▸ WHAT NEEDS TO BE DONE
In the copy, include no pictures, but reproduce every record exactly.

▸ RECORDS PROVIDED
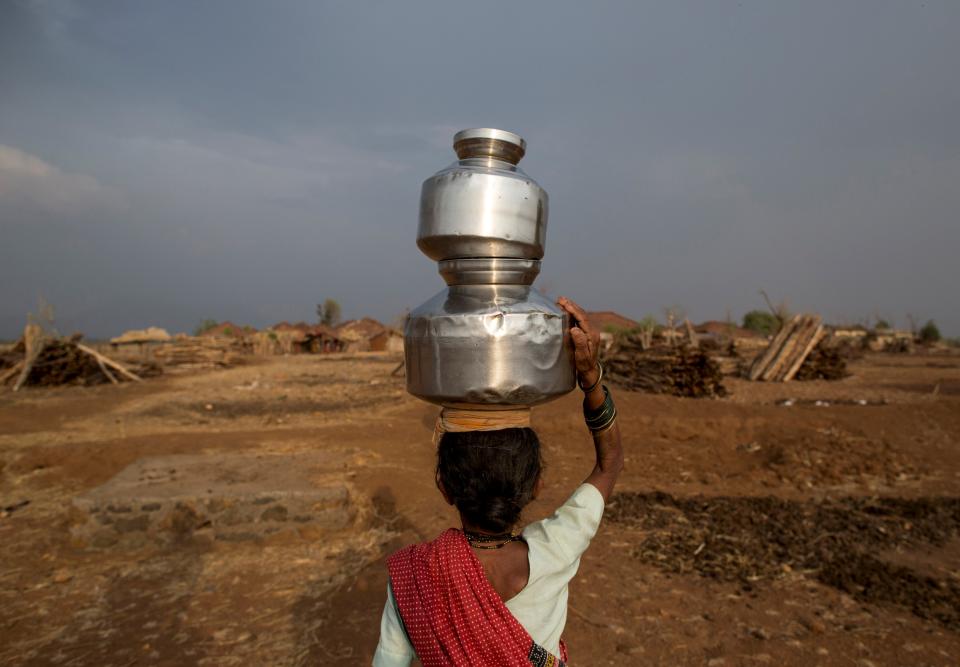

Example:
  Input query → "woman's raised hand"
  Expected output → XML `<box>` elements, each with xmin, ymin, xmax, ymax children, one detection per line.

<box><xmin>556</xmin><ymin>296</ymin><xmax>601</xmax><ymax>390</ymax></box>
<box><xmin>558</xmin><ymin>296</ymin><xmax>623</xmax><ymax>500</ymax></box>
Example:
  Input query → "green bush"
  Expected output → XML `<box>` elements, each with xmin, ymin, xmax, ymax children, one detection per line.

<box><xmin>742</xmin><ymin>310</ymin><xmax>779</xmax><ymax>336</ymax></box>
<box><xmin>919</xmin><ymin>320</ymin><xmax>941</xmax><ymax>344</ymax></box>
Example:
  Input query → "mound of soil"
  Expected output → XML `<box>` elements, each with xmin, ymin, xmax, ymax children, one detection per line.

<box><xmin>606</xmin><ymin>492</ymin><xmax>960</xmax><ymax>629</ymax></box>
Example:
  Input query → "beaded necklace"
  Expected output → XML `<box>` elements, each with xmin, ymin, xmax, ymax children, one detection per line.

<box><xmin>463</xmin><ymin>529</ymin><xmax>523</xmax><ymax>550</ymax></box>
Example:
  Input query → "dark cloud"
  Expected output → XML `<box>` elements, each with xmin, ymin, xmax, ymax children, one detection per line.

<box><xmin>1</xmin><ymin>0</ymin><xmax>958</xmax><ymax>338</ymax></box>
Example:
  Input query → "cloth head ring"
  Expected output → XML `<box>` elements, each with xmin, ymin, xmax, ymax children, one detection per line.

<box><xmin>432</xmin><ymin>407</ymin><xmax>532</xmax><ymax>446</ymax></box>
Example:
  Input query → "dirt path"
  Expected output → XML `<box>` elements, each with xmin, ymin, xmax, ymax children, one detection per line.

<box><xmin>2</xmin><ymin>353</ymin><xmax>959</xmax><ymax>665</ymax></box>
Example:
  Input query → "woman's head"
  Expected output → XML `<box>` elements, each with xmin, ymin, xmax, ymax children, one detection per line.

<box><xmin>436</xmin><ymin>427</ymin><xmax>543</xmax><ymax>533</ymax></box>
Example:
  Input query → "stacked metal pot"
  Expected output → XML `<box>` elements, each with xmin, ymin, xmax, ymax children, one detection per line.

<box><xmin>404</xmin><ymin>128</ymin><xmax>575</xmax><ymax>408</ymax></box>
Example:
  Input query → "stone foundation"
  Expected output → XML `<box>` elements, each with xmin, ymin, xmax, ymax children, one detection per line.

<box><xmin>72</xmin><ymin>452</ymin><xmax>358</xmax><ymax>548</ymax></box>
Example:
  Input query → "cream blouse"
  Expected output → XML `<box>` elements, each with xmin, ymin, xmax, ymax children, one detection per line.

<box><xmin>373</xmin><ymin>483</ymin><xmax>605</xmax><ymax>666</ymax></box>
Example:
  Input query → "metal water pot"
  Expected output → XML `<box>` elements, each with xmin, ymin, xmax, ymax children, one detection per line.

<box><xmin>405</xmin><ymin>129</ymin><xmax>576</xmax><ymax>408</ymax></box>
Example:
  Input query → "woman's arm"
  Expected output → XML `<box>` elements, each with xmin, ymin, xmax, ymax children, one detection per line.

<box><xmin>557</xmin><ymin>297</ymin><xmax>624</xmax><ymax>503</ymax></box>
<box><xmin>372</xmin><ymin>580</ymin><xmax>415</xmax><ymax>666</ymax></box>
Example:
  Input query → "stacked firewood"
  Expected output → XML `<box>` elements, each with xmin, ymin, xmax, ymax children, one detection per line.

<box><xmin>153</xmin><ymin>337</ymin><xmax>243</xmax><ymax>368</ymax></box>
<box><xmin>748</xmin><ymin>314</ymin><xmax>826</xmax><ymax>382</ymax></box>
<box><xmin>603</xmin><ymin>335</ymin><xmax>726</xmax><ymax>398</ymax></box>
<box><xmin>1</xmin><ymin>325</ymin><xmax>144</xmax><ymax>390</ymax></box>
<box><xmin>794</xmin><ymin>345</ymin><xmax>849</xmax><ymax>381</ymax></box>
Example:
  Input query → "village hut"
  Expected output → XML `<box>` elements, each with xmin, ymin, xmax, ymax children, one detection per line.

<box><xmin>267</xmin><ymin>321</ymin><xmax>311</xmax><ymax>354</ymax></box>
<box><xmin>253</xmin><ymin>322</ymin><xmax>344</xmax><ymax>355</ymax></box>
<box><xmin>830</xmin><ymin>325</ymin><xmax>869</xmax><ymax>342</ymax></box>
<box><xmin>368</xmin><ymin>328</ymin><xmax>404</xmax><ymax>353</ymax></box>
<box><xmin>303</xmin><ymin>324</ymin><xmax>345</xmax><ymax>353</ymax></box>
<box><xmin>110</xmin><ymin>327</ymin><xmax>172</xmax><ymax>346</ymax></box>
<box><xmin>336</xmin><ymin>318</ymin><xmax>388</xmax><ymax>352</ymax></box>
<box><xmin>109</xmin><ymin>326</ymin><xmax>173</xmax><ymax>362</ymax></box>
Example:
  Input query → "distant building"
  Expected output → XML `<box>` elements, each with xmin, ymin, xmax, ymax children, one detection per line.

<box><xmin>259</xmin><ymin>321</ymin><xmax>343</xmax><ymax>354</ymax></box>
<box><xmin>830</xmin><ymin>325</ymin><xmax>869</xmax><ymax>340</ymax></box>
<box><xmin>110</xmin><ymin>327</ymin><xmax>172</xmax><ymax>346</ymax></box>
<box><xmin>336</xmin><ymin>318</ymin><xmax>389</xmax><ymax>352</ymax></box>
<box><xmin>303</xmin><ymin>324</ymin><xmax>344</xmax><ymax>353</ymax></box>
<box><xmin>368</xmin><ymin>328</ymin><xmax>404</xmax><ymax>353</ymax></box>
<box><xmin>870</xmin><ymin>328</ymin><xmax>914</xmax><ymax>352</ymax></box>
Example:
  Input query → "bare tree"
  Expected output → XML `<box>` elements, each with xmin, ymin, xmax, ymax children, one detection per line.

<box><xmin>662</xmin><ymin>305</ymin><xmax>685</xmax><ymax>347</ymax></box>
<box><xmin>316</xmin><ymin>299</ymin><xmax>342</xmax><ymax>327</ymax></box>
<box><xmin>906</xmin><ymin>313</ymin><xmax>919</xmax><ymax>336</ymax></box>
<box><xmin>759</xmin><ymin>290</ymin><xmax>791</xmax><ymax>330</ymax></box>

▸ ANSWER TO THIS EXERCISE
Example:
  Input query → "woman's raised hand"
  Expected output → XML `<box>` elements, each with xmin, ymin, xmax, ymax children, one detection per line.

<box><xmin>556</xmin><ymin>296</ymin><xmax>601</xmax><ymax>390</ymax></box>
<box><xmin>558</xmin><ymin>296</ymin><xmax>623</xmax><ymax>500</ymax></box>
Example:
  Input query → "green bush"
  Expected output → XML `<box>` elements, each with xmin, ymin, xmax, ymax children, one detection per line.

<box><xmin>742</xmin><ymin>310</ymin><xmax>779</xmax><ymax>336</ymax></box>
<box><xmin>919</xmin><ymin>320</ymin><xmax>941</xmax><ymax>344</ymax></box>
Example:
  Input query → "mound of soil"
  Expected output → XML `<box>` elements, each with xmin, ymin, xmax, ymax children, one detection per line.

<box><xmin>606</xmin><ymin>492</ymin><xmax>960</xmax><ymax>629</ymax></box>
Example:
  Input query → "beaded necklace"
  Expected output → XML `<box>` elements, each with xmin, ymin, xmax, ymax children, one detection per line.

<box><xmin>463</xmin><ymin>529</ymin><xmax>523</xmax><ymax>550</ymax></box>
Example:
  Input query → "dark cloud"
  Expected output → XML `<box>` elements, each with xmin, ymin, xmax, ymax children, one detection per line.

<box><xmin>1</xmin><ymin>0</ymin><xmax>958</xmax><ymax>338</ymax></box>
Example:
  Input query → "cloth head ring"
  Expected output → XML `<box>` elements, each with xmin, ymin, xmax, ymax children, one detection per line.

<box><xmin>432</xmin><ymin>407</ymin><xmax>532</xmax><ymax>446</ymax></box>
Example:
  Input query → "dirt path"
  Expected output → XML `<box>` elements, each with xmin, ymin, xmax, ymax children, one detection per line.

<box><xmin>2</xmin><ymin>353</ymin><xmax>959</xmax><ymax>665</ymax></box>
Example:
  Input query → "woman's head"
  Expected output → XML `<box>` elements, each with xmin, ymin, xmax, ymax children, one detection per line.

<box><xmin>436</xmin><ymin>427</ymin><xmax>543</xmax><ymax>533</ymax></box>
Example:
  Input query → "stacked metal pot"
  Expected output → XML `<box>` elements, each with xmin, ymin, xmax, ymax children, one detection per line.

<box><xmin>404</xmin><ymin>128</ymin><xmax>575</xmax><ymax>408</ymax></box>
Example:
  Input query → "stone foundation"
  Expected output → XML `<box>` elements, each with xmin, ymin, xmax, ymax children, one detection per line.

<box><xmin>72</xmin><ymin>452</ymin><xmax>358</xmax><ymax>548</ymax></box>
Example:
  Input query → "cream blouse"
  Expected output → XML `<box>` elements, each with xmin, ymin, xmax, ymax children, one detection per line.

<box><xmin>373</xmin><ymin>483</ymin><xmax>605</xmax><ymax>666</ymax></box>
Example:
  Input query → "metal water pot"
  Expected output → XML `<box>` elements, each with xmin, ymin, xmax, ymax children, one detection per line.

<box><xmin>405</xmin><ymin>129</ymin><xmax>576</xmax><ymax>408</ymax></box>
Example:
  Input query → "woman's arm"
  Expected output → XML `<box>` elements, each with xmin, ymin, xmax, ymax children, one detection per line.

<box><xmin>557</xmin><ymin>297</ymin><xmax>624</xmax><ymax>503</ymax></box>
<box><xmin>372</xmin><ymin>580</ymin><xmax>415</xmax><ymax>666</ymax></box>
Example:
  Input query → "stacked firewood"
  Expected output → XML `<box>` elements, each with xmin, ymin, xmax, ymax children, one detection per line.

<box><xmin>153</xmin><ymin>337</ymin><xmax>243</xmax><ymax>368</ymax></box>
<box><xmin>748</xmin><ymin>314</ymin><xmax>826</xmax><ymax>382</ymax></box>
<box><xmin>603</xmin><ymin>335</ymin><xmax>726</xmax><ymax>398</ymax></box>
<box><xmin>1</xmin><ymin>325</ymin><xmax>144</xmax><ymax>390</ymax></box>
<box><xmin>794</xmin><ymin>345</ymin><xmax>849</xmax><ymax>381</ymax></box>
Example:
  Input query → "village hut"
  Expected output → XML `<box>` elements, each with xmin, ymin, xmax, ymax children, one detection per line.

<box><xmin>267</xmin><ymin>321</ymin><xmax>311</xmax><ymax>354</ymax></box>
<box><xmin>253</xmin><ymin>322</ymin><xmax>344</xmax><ymax>355</ymax></box>
<box><xmin>830</xmin><ymin>325</ymin><xmax>869</xmax><ymax>342</ymax></box>
<box><xmin>368</xmin><ymin>328</ymin><xmax>404</xmax><ymax>353</ymax></box>
<box><xmin>303</xmin><ymin>324</ymin><xmax>345</xmax><ymax>353</ymax></box>
<box><xmin>110</xmin><ymin>327</ymin><xmax>172</xmax><ymax>346</ymax></box>
<box><xmin>336</xmin><ymin>318</ymin><xmax>388</xmax><ymax>352</ymax></box>
<box><xmin>109</xmin><ymin>326</ymin><xmax>173</xmax><ymax>362</ymax></box>
Example:
  Input query → "distant building"
  Expected output → XML `<box>` elements, each with xmin, ymin, xmax, ymax children, one detection per line.

<box><xmin>259</xmin><ymin>321</ymin><xmax>343</xmax><ymax>354</ymax></box>
<box><xmin>830</xmin><ymin>325</ymin><xmax>869</xmax><ymax>340</ymax></box>
<box><xmin>110</xmin><ymin>327</ymin><xmax>172</xmax><ymax>346</ymax></box>
<box><xmin>336</xmin><ymin>318</ymin><xmax>389</xmax><ymax>352</ymax></box>
<box><xmin>303</xmin><ymin>324</ymin><xmax>344</xmax><ymax>353</ymax></box>
<box><xmin>368</xmin><ymin>328</ymin><xmax>404</xmax><ymax>353</ymax></box>
<box><xmin>870</xmin><ymin>328</ymin><xmax>914</xmax><ymax>352</ymax></box>
Example:
  Input query → "bare tree"
  Expected output → XML `<box>` elements, each with xmin, ymin, xmax, ymax children, one detection per line.

<box><xmin>662</xmin><ymin>305</ymin><xmax>685</xmax><ymax>347</ymax></box>
<box><xmin>316</xmin><ymin>299</ymin><xmax>342</xmax><ymax>327</ymax></box>
<box><xmin>906</xmin><ymin>313</ymin><xmax>919</xmax><ymax>336</ymax></box>
<box><xmin>759</xmin><ymin>290</ymin><xmax>791</xmax><ymax>330</ymax></box>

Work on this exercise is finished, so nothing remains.